[ACTIONS DEMANDÉES]
1. Reprenez plus brièvement le paragraphe de la décision de la Cour de cassation qui commence par « Attendu que les consorts X... font grief », en gardant ses faits principaux.
2. Prolongez la décision de la Cour de cassation à partir de sa dernière phrase.

[EXTRAIT DU TEXTE]
========================================
Attendu que les consorts X... font grief à l'arrêt du 19 novembre 1999 de les avoir déboutés de leur demande subsidiaire fondée sur l'article 1382 du Code civil, alors, selon le moyen, qu'en ne recherchant pas, comme cela le lui était expressément demandé, si les imputations diffamatoires faites à l'encontre de leur mari et père ne constituaient pas des fautes de nature à causer un préjudice aux consorts X... en raison de l'affection qu'ils lui portaient, la cour d'appel n'a pas donné de base légale à sa décision au regard de l'article 1382 du Code civil ;

Mais attendu que les abus de la liberté d'expression prévus et réprimés par la loi du 29 juillet 1881 ne peuvent être réparés sur le fondement de l'article 1382 du Code civil ;

Que, par ce motif de pur droit, substitué à ceux critiqués par le moyen, la décision se trouve légalement justifié ;

PAR CES MOTIFS :

REJETTE le pourvoi ;

Condamne les consorts X... aux dépens ;

Ainsi fait et jugé par la Cour de Cassation, Deuxième chambre civile, et prononcé par le président en son audience publique du dix octobre deux mille deux.
========================================
Extraits d'un jeu de données sur le pointage d'objets:
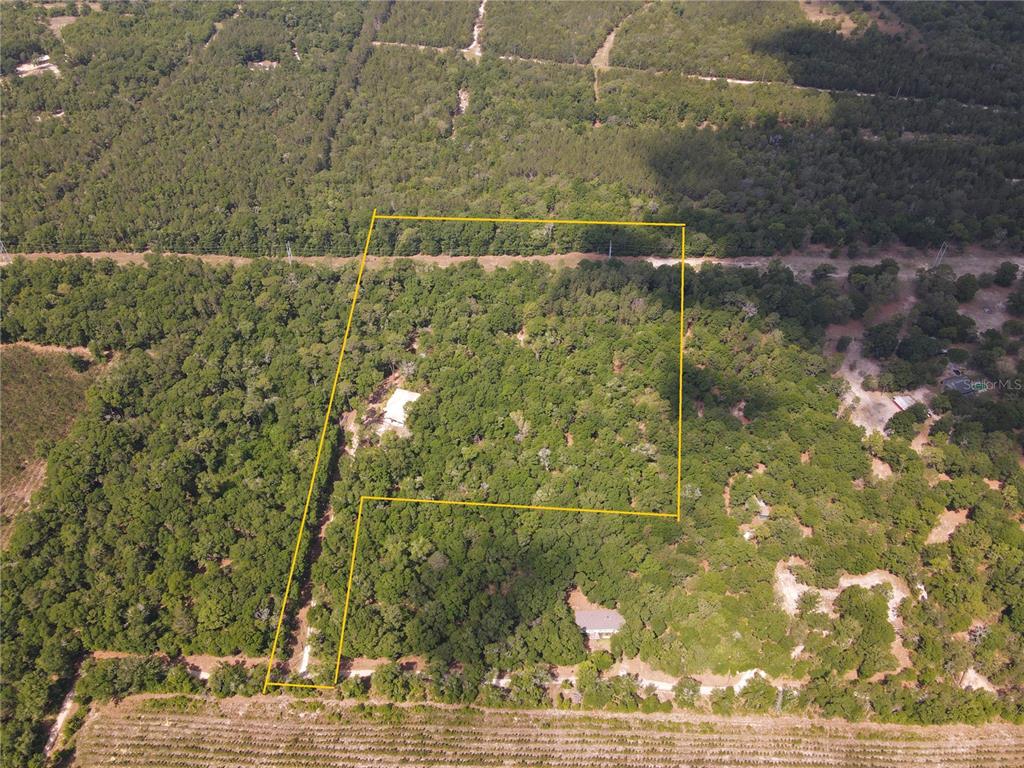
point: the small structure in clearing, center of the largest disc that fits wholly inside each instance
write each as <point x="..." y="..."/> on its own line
<point x="38" y="66"/>
<point x="264" y="66"/>
<point x="596" y="622"/>
<point x="394" y="411"/>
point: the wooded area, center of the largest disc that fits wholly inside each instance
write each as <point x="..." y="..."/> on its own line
<point x="133" y="152"/>
<point x="807" y="550"/>
<point x="166" y="518"/>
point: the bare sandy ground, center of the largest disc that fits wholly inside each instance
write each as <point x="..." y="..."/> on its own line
<point x="788" y="590"/>
<point x="948" y="522"/>
<point x="282" y="730"/>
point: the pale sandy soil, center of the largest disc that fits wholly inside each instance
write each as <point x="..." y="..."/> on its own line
<point x="825" y="11"/>
<point x="988" y="307"/>
<point x="880" y="469"/>
<point x="202" y="665"/>
<point x="475" y="48"/>
<point x="15" y="497"/>
<point x="948" y="522"/>
<point x="921" y="440"/>
<point x="280" y="730"/>
<point x="56" y="24"/>
<point x="79" y="351"/>
<point x="788" y="589"/>
<point x="974" y="679"/>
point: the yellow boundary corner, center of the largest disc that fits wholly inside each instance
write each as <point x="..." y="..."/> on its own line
<point x="267" y="683"/>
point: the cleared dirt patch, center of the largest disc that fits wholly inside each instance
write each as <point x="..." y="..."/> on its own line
<point x="280" y="731"/>
<point x="948" y="522"/>
<point x="41" y="393"/>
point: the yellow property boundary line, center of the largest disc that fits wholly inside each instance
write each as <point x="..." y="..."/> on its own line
========================================
[RÉSULTATS OBTENUS]
1. Les consorts X... reprochent à l'arrêt du 19 novembre 1999 d'avoir rejeté leur demande subsidiaire fondée sur l'article 1382 du Code civil. Selon eux, la cour d'appel aurait dû vérifier, comme ils le lui avaient expressément demandé, si les propos diffamatoires visant leur mari et père étaient des fautes capables de leur causer un préjudice, en raison de l'affection qu'ils lui portaient. Faute de l'avoir fait, sa décision manquerait de base légale au regard de cet article.

2.
Synthèse
Formation : Chambre civile 2
Numéro d'arrêt : 00-11972
Date de la décision : 10/10/2002
Sens de l'arrêt : Rejet
Type d'affaire : Civile

Analyses

PRESSE - Abus de la liberté d'expression - Définition - Atteinte à la mémoire d'un mort - Atteinte à l'honneur ou à la considération des héritiers, époux ou légataires universels vivants - Intention de porter atteinte à leur réputation - Nécessité .

PRESSE - Abus de la liberté d'expression - Définition - Atteinte à la mémoire d'un mort - Atteinte à l'honneur ou à la considération des héritiers, époux ou légataires universels vivants - Seule indication dans un article de leurs noms, de leurs fonctions et de leur qualité de fondateur d'une association des amis du défunt - Portée

L'action en réparation du préjudice causé par l'infraction de diffamation envers la mémoire d'un mort, prévue par l'article 34 de la loi du 29 juillet 1881, ne peut être accueillie du seul fait de l'indication, dans un article diffamatoire envers le défunt, des noms des héritiers, époux ou légataires universels vivants, avec la mention de leurs fonctions ou de leur qualité de fondateur d'une association des amis du défunt, en l'absence de mentions établissant l'intention de porter atteinte à la réputation de ces personnes.


Références :

Code civil 1382
Loi du 29 juillet 1881 art. 34

Décision attaquée : Cour d'appel de Paris, 11 juin 1999


Publications
Proposition de citation : Cass. Civ. 2e, 10 oct. 2002, pourvoi n°00-11972, Bull. civ. 2002 II N° 222 p. 175
Publié au bulletin des arrêts des chambres civiles 2002 II N° 222 p. 175

Composition du Tribunal
Président : M. Ancel .
Avocat général : Premier avocat général :M. Benmakhlouf.
Rapporteur ?: M. Guerder.
Avocat(s) : la SCP Boré, Xavier et Boré.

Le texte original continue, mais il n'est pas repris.